# Texto proporcionado:
Los tres vocablos que constituyen el
epígrafe son sinónimos de ley; cada uno con su matiz diferenciador. Función de
la regla es dirigir y ejecutar una cosa. Se aplica la norma cuando nos dan
pautas de conducta con el objetivo de mantener un orden. El reglamento conforma
principios jurídicos de carácter general dictados por la Administración Pública
u otros órganos del Estado. Según el lexicógrafo José March, las reglas se
refieren a las cosas que se deben hacer y los reglamentos al modo como deben
hacerse. Guardan rigurosa relación con el derecho natural y primitivo,
respectivamente. Aquellas son más indispensables pero más frecuentemente
violadas porque estimulan los pormenores de los reglamentos sobre las ventajas
de las reglas. Parsons mantiene que un sistema social debe alcanzar estabilidad
a través de la disciplina. Con este anhelo aparece la norma que implica
prohibición y, en puridad, afecta sólo
al ciudadano.

# Instrucciones:
Continúa el texto sobre la regla, la norma y el reglamento a partir de su última oración.

# Entradas de datos:
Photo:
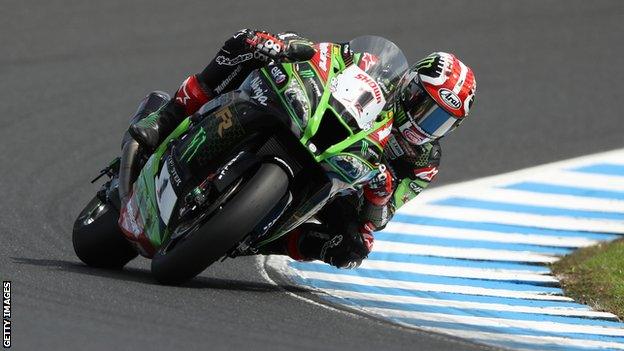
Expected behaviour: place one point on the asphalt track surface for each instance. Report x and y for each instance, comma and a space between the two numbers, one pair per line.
549, 87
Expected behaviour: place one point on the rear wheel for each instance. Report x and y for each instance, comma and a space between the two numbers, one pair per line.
97, 239
238, 217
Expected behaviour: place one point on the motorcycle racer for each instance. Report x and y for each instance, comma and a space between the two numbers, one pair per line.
435, 97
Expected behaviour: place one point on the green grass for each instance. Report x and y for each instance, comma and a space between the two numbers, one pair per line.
595, 276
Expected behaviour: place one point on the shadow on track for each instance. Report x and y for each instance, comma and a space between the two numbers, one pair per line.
144, 276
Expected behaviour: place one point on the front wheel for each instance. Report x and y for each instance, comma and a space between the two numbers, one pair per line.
238, 217
97, 239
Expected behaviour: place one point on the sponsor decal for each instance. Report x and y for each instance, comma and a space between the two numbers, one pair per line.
426, 173
286, 35
395, 149
367, 61
278, 76
227, 166
346, 51
186, 97
198, 139
412, 136
6, 314
239, 33
450, 98
228, 79
315, 87
227, 61
324, 56
306, 73
225, 115
371, 83
258, 91
333, 85
415, 187
384, 132
130, 220
174, 173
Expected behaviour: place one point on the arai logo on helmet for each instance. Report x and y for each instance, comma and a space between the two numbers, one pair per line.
450, 98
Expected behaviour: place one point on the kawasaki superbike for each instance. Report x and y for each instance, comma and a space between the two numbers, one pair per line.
249, 166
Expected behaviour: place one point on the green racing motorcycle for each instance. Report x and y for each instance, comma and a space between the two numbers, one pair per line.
249, 166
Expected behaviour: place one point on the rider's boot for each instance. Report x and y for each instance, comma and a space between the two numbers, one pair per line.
304, 243
152, 130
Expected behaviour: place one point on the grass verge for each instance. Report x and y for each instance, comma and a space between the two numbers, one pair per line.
595, 276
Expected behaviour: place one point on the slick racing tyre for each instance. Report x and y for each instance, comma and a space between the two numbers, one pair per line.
209, 241
97, 239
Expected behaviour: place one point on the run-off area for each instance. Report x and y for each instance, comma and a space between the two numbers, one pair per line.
471, 259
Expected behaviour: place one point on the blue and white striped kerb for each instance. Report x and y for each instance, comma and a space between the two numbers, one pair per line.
471, 259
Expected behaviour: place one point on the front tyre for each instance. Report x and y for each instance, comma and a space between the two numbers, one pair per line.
238, 217
97, 239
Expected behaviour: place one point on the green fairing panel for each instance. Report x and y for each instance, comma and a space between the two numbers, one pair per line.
144, 190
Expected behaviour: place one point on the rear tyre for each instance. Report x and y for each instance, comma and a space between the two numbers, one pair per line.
97, 239
238, 217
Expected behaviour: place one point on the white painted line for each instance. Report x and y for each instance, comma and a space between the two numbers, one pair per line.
548, 200
501, 338
549, 171
563, 312
417, 286
465, 253
543, 326
482, 235
459, 272
530, 220
578, 180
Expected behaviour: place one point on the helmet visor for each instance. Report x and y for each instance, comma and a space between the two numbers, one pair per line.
426, 114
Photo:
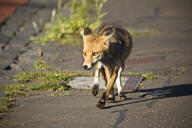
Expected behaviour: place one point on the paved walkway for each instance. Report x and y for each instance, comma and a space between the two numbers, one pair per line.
7, 8
164, 102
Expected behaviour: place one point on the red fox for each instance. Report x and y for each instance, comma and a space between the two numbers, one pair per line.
107, 50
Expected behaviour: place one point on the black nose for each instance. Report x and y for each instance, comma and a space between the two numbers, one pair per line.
85, 66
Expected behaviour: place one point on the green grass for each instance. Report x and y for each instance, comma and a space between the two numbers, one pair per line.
5, 104
142, 32
66, 28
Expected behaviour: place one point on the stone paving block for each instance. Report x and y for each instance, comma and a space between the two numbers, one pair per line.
3, 38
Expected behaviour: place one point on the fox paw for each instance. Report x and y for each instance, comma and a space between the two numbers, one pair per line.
95, 89
100, 104
110, 99
122, 96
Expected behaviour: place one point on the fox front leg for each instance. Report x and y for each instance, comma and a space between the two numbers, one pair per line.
109, 87
118, 83
95, 88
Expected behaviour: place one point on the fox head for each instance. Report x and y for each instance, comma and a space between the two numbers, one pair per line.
94, 48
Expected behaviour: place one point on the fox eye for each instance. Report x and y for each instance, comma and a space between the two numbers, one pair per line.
95, 53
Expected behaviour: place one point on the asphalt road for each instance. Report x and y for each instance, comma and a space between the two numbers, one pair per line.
164, 102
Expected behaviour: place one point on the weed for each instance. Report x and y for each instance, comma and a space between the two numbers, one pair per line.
66, 28
27, 77
16, 90
5, 104
40, 65
145, 75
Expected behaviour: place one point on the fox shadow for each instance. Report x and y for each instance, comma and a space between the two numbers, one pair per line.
156, 93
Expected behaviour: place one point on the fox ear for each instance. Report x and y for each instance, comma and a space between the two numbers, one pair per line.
86, 31
107, 38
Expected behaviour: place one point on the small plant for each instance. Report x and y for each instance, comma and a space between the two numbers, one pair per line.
40, 65
27, 77
16, 90
66, 28
5, 104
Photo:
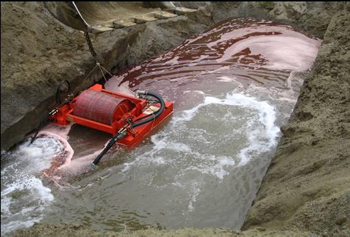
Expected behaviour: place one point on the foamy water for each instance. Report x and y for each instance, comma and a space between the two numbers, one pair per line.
233, 87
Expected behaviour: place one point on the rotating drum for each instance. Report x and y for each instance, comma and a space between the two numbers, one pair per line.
101, 107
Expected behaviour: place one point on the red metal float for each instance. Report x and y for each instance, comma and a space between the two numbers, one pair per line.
110, 112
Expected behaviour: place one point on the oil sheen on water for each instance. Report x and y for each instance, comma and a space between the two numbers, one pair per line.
233, 87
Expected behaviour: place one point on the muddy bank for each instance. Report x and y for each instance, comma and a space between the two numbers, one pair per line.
38, 51
308, 183
65, 230
330, 128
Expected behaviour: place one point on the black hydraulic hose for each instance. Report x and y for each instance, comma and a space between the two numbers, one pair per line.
152, 116
148, 118
109, 146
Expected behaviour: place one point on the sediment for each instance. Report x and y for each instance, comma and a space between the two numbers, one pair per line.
306, 189
307, 185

# Resultado:
Regla, norma y reglamento presentan, asimismo,
diferencias meticulosas cuyo conocimiento (quizás desnaturalización) permite
una salida tangencial al poder de turno en sus diversas manifestaciones o afanes.
Esta circunstancia posibilita explicarnos qué sutilezas arguyen quienes se
saltan a la torera una legalidad que, ilegítimamente, suele segregar a dignatarios
y ciudadanos de a pie. Disculpa, por el mismo criterio, todo trinque, traspaso o
sinecura.
La sociedad española está anegada de
sentimientos contradictorios. Percibe, con claridad histórica, el latrocinio
consuetudinario del poder durante siglos. Lo curioso, aun admirable, se da
cuando el individuo acepta, consiente, tal escenario como mal menor; un peaje
que ha de abonar por la “tutela” obtenida. Censura, reprueba a la menor
ocasión, todo aprovechamiento personal o partidario. A poco, la ira cede paso
al extravío que lo convierte en corderillo débil y tímido; presto a participar
en el cuatrienal protocolo democrático. Alimenta, inconsciente, una dispendiosa
farsa de decenios. Imitando la célebre sentencia: “el rito no hace al monje”.
Me exaspera que nos esquilmen con
impuestos, apesta que se evaporen -para “compensar” sus esfuerzos- en manos de
casi todos los políticos, por no decir todos y ubicarme junto a las antípodas de
quien se escandaliza por una generalización evidente, que responde a la realidad.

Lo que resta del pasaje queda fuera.